*** INFORMATION PROVIDED ***

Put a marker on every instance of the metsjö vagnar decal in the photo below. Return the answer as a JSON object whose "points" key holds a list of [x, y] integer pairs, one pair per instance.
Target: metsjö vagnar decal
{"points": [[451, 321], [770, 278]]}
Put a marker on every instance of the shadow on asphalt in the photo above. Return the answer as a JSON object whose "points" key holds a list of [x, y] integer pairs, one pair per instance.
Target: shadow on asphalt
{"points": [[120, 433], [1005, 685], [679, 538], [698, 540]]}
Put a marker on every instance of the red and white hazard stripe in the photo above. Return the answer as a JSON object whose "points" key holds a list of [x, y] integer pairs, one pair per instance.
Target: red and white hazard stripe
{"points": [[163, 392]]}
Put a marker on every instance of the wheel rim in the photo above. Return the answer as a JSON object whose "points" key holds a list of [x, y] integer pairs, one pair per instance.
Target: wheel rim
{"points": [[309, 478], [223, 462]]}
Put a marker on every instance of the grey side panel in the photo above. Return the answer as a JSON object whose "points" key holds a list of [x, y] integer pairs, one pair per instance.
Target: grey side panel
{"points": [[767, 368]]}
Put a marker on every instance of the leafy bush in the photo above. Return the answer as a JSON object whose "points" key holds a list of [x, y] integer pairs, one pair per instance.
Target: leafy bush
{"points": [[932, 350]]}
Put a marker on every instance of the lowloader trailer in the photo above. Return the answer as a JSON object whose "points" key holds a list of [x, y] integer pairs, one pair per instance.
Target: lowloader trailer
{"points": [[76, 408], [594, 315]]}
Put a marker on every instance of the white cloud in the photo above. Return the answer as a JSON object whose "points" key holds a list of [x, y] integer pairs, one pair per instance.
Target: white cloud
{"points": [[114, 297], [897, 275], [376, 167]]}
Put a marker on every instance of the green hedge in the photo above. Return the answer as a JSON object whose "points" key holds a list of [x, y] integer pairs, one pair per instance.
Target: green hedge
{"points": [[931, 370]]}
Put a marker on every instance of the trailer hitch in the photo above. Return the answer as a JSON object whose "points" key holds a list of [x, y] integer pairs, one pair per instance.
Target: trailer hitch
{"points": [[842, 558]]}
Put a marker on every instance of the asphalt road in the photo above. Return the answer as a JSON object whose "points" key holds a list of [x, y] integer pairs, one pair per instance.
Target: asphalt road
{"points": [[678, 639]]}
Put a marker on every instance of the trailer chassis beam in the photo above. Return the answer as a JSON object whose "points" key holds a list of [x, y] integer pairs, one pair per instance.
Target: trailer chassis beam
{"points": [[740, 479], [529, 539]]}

*** End of INFORMATION PROVIDED ***

For each record in the listing, output it again exactly.

Put a marker on every instance of the metsjö vagnar decal in the photo below. Return the answer as a JSON object whose "points" key holds a list of [x, y] integer pairs, one pair per instance.
Target: metsjö vagnar decal
{"points": [[451, 321], [770, 278]]}
Put a marker on every instance of the shadow on asphalt in the photo above. Return the answer as a JSON object whose "points" key holds a list of [x, y] integer pairs, one pair per instance.
Target: shadow on asphalt
{"points": [[120, 433], [1005, 685], [679, 538], [698, 540]]}
Put a marker on every instance of the red and white hazard stripe in the photo above. Return the answer as a JSON object whose "points" key holds a list of [x, y] integer pairs, one pair per instance.
Target: red and white hazard stripe
{"points": [[163, 392]]}
Put a marker on every instance of the wheel rim in the photo above. Return the answer as a JSON object whose "points" key holds a list of [x, y] integer pairs, one pair per instance.
Target: wheel rim
{"points": [[309, 478], [223, 462]]}
Put a marker on every instance of the grey side panel in the photo above. Return the answer as a JSON object whose "points" key holds a list of [x, y] integer pairs, one pair per instance.
Target: grey side panel
{"points": [[767, 368]]}
Put a marker on every instance of the leafy bush in the photo above. Return the answer as a JSON object whose "points" key holds a list of [x, y] integer pairs, one pair per instance.
Target: leafy bush
{"points": [[932, 350]]}
Put a marker on every instance of the lowloader trailer in the photo above. Return the answer as a JSON object whose "points" key holds a list of [x, y] integer pairs, one pair per instance.
Target: lowloader trailer
{"points": [[76, 408], [594, 315]]}
Put a marker on every instance of the white cloud in the photo above. Return the answer as a JSON object whose "points" key holds a list of [x, y] integer pairs, one pair per instance.
Target: white cloud
{"points": [[114, 297], [897, 275], [376, 167]]}
Put a marker on every instance of the green hedge in the photo above. Return the answer as a JSON object whose "points" key holds a list of [x, y] integer pairs, one pair per instance.
Target: green hedge
{"points": [[931, 370]]}
Put a marker on every instance of the trailer hitch in the photo above. Return the answer as a JSON object whose "points" key holds a list of [x, y] integer pairs, one pair per instance.
Target: trailer hitch
{"points": [[842, 558]]}
Put a marker on every instance of the asphalt road in the photo above. Return the answer as a JSON object whose "points" key holds a list of [x, y] integer pairs, one pair per instance.
Target: asphalt road
{"points": [[678, 639]]}
Put a marker on every instance of the trailer chassis beam in the photo above. Return the answer as a JSON object whose "points" key holds a list of [x, y] integer pairs, one pair per instance.
Target: trailer chassis beam
{"points": [[740, 479], [529, 539]]}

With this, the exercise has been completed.